[Collected data]
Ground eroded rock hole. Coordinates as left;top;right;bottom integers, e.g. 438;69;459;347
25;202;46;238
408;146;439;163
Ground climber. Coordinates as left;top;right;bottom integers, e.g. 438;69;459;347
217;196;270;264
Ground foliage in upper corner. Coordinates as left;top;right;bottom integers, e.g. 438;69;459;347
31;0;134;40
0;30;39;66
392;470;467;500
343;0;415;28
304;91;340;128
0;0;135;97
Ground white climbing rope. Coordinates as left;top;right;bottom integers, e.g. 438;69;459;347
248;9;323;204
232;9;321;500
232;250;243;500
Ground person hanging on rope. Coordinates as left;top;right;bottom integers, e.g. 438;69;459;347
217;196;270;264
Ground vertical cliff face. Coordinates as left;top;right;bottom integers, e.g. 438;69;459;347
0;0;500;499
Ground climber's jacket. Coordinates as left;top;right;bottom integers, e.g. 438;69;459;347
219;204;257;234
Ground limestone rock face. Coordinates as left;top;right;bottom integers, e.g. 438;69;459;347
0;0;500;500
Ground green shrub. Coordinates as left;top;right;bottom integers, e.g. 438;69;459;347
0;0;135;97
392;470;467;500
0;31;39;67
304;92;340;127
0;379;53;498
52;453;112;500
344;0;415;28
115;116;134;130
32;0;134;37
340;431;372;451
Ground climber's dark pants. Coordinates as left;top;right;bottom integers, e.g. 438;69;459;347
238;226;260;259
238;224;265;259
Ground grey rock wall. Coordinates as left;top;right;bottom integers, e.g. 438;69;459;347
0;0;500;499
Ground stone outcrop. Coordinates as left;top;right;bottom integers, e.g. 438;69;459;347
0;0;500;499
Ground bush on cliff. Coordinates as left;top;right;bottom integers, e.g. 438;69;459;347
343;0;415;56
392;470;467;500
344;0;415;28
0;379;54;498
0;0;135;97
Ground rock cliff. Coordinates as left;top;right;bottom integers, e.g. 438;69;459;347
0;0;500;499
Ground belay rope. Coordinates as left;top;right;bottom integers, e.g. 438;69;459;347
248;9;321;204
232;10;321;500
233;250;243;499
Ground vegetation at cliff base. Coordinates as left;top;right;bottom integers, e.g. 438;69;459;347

[Set problem]
Copy out every one of the entries above word for word, keeping each line in its original order.

[Full answer]
Ground eroded rock hole. Coordinates as left;top;right;bottom integers, e.g. 438;69;459;347
25;202;46;238
408;146;439;163
Ground climber. Coordinates as left;top;right;bottom integers, e.g. 438;69;459;347
217;196;270;264
Ground foliage in upper corner. Coordinates as left;top;right;bottom integers, e.g. 438;69;459;347
31;0;134;40
0;30;39;66
392;470;467;500
343;0;415;28
304;91;340;128
0;0;135;97
Ground white climbing rope. Coordinates as left;top;right;bottom integers, e.g. 438;69;459;347
248;9;323;204
232;9;321;500
232;250;243;500
Ground person hanging on rope. Coordinates as left;top;right;bottom integers, e.g. 438;69;459;347
217;196;270;264
Ground vertical cliff face. Coordinates as left;top;right;bottom integers, e.g. 438;69;459;347
0;0;500;499
Ground climber's jacket. Coordinates as left;top;right;bottom integers, e.g. 438;69;459;347
219;204;257;234
Ground limestone rock face. Coordinates as left;top;right;bottom integers, e.g. 438;69;459;347
0;0;500;500
Ground green shrub. Coordinates as left;top;right;bottom integers, e.g. 438;69;459;347
0;0;135;97
392;470;467;500
0;31;39;67
304;92;340;127
0;379;53;498
52;453;112;500
344;0;415;28
115;116;134;130
32;0;134;37
340;431;372;451
Ground climber's dark pants. Coordinates as left;top;right;bottom integers, e.g. 438;69;459;347
238;226;260;259
238;224;265;259
Ground grey rock wall. Coordinates as left;top;right;bottom integers, e.g. 438;69;459;347
0;0;500;499
Ground stone outcrop. Coordinates as left;top;right;bottom integers, e.g. 438;69;459;347
0;0;500;499
Ground bush on cliff. Coordinates as left;top;right;bottom integers, e.g. 438;69;459;347
343;0;415;56
392;470;467;500
344;0;415;28
0;379;54;498
0;0;135;97
Ground rock cliff. Coordinates as left;top;right;bottom integers, e.g. 438;69;459;347
0;0;500;499
Ground belay rope. Coordinates as left;top;right;bottom integers, e.g. 438;69;459;347
248;9;321;204
232;10;321;500
233;250;243;499
Ground vegetation at cliff base. Coordinates as left;top;right;bottom integers, e.g. 438;69;459;347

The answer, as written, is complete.